▶ TRY IT: Skip the pictures. Transcribe the rest of the data below without changing a word.

Dataset records:

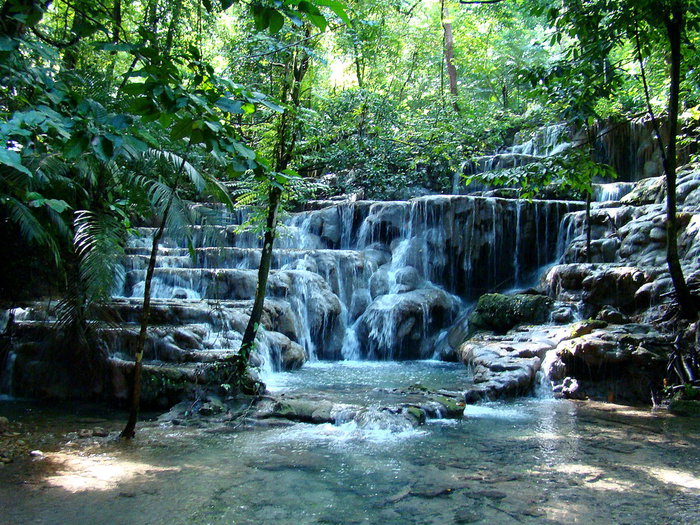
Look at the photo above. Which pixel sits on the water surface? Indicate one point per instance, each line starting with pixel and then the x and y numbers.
pixel 527 461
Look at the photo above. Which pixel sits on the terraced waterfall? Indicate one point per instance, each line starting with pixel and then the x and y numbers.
pixel 350 280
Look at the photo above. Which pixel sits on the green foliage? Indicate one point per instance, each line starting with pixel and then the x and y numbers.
pixel 572 170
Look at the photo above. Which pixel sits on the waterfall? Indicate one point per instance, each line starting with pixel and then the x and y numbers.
pixel 7 368
pixel 350 280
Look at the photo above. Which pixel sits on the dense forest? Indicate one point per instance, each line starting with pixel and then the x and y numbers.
pixel 119 115
pixel 433 261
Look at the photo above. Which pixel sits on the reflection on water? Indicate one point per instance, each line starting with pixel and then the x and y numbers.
pixel 527 461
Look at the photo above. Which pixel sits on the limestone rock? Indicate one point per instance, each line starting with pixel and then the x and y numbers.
pixel 500 313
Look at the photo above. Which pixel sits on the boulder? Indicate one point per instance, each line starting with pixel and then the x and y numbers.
pixel 499 313
pixel 402 326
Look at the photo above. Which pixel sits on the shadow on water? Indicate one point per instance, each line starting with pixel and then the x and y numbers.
pixel 529 461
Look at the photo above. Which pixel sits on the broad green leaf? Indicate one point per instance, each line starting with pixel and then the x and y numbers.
pixel 181 129
pixel 230 106
pixel 14 160
pixel 337 7
pixel 276 21
pixel 59 206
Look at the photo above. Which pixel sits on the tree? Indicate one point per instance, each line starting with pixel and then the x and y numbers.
pixel 601 25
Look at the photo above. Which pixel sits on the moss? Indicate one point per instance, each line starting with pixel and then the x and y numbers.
pixel 454 408
pixel 500 313
pixel 417 414
pixel 586 327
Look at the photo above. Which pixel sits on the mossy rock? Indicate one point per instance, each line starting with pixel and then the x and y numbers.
pixel 416 414
pixel 499 313
pixel 586 327
pixel 454 408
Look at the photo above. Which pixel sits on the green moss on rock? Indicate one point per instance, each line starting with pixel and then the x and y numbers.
pixel 499 313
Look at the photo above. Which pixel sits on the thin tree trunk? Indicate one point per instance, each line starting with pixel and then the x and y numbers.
pixel 263 273
pixel 135 402
pixel 449 55
pixel 588 226
pixel 286 141
pixel 16 15
pixel 177 7
pixel 674 27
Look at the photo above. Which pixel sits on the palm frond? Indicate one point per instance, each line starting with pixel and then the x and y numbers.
pixel 178 162
pixel 30 227
pixel 99 243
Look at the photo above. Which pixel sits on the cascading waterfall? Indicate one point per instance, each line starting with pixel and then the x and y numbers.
pixel 353 280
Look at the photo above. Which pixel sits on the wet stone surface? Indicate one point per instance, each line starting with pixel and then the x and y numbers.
pixel 527 461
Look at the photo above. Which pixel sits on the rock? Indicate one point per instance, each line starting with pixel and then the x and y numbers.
pixel 610 314
pixel 464 516
pixel 586 327
pixel 379 283
pixel 100 432
pixel 286 354
pixel 491 494
pixel 685 407
pixel 570 389
pixel 500 313
pixel 402 326
pixel 408 279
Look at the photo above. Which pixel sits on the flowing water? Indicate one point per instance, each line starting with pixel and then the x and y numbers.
pixel 527 461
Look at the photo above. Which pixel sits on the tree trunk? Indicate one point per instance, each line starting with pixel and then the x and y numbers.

▶ ANSWER BELOW:
Look at the photo above. Which pixel sits on the water surface? Indicate one point per instance, each line starting with pixel and then the x and y numbers.
pixel 527 461
Look at the photo above. Which pixel sits on the terraced waterfall? Indicate one point per instance, each line starting with pixel and then the x and y numbers.
pixel 350 280
Look at the photo above. Which pixel sits on the green foliage? Indicate one point per instance, each line starting with pixel and then the x and y numbers.
pixel 572 170
Look at the photo above. Which pixel sits on the waterfall? Indicate one point per instance, each line starting with pixel and then the x and y numbers.
pixel 7 368
pixel 350 280
Look at the photo above. Which pixel sits on the dense forest? Indicate one point per instance, each line starting with pixel and then the x and y numbers.
pixel 119 115
pixel 433 261
Look at the photo above. Which pixel sits on the reflection on water? Indicate one point per instance, each line starting with pixel and then the x and y numbers.
pixel 527 461
Look at the photo above. Which pixel sits on the limestone rock? Indicate one point per instance, each line starting with pixel and then the x and y numbers.
pixel 500 313
Look at the photo above. Which pixel sits on the boulder? Indicate one point per instance, each line starting with pixel and then the x and y numbers.
pixel 499 313
pixel 402 326
Look at the photo above. Which pixel sits on the shadow on water? Indicate one point per instance, each line starting with pixel and then the x and y numbers.
pixel 529 461
Look at the photo above. Which pixel sits on the broad green leaf? Indicate one point per instance, each line starting with pixel and then the x and y numbers.
pixel 181 129
pixel 230 106
pixel 14 160
pixel 337 7
pixel 276 21
pixel 59 206
Look at the photo above. Which pixel sits on the tree? Indicate one point per instance, each line starting with pixel and then the x and y numbers.
pixel 601 25
Look at the photo above. Which pixel sits on the moss? Indicate one point per instance, each line starting with pixel and then the x and y numbers.
pixel 454 408
pixel 500 313
pixel 417 414
pixel 586 327
Look at the photo above. Which pixel sits on the mossy rock? Indicate one point per instance, each line starting with pixel and then the x and y numbers.
pixel 416 414
pixel 499 313
pixel 586 327
pixel 454 408
Look at the photo above. Which pixel sits on the green moss on rock? Indicate one point per instance, each line starting with pixel and then the x and y numbers.
pixel 499 313
Look at the photo above. Which pixel sits on the thin tree trunk? Indicate one point per instance, each line starting with pixel and then the x and y numbers.
pixel 263 273
pixel 135 402
pixel 449 55
pixel 588 226
pixel 286 141
pixel 16 15
pixel 177 7
pixel 674 27
Look at the photo above. Which pixel sits on the palm frond? Indicate one point per instance, each line starting with pixel and then the x and y numbers.
pixel 178 162
pixel 30 227
pixel 99 243
Look at the photo above. Which pixel sits on the cascading waterfall? Indicate one point per instance, each line starting with pixel and then the x and y numbers.
pixel 353 280
Look at the photo above. Which pixel sits on the wet stone surface? Indicate one point per instance, each line starting with pixel and then the x and y numbers.
pixel 527 461
Look at the photo above. Which pixel sits on the rock? Indicate one point per instance, each line starting with pixel and then the x and y numbers.
pixel 610 314
pixel 464 516
pixel 586 327
pixel 379 283
pixel 100 432
pixel 286 354
pixel 491 494
pixel 685 407
pixel 570 389
pixel 500 313
pixel 402 326
pixel 408 279
Look at the photo above. Which pixel sits on the flowing water? Indicate one point per instance, each line starting with pixel and then the x and y numbers.
pixel 527 461
Look at the photo above. Which pixel sits on the tree trunk? Indicate one point per instance, each line starting with pixel and then the x and y numbers.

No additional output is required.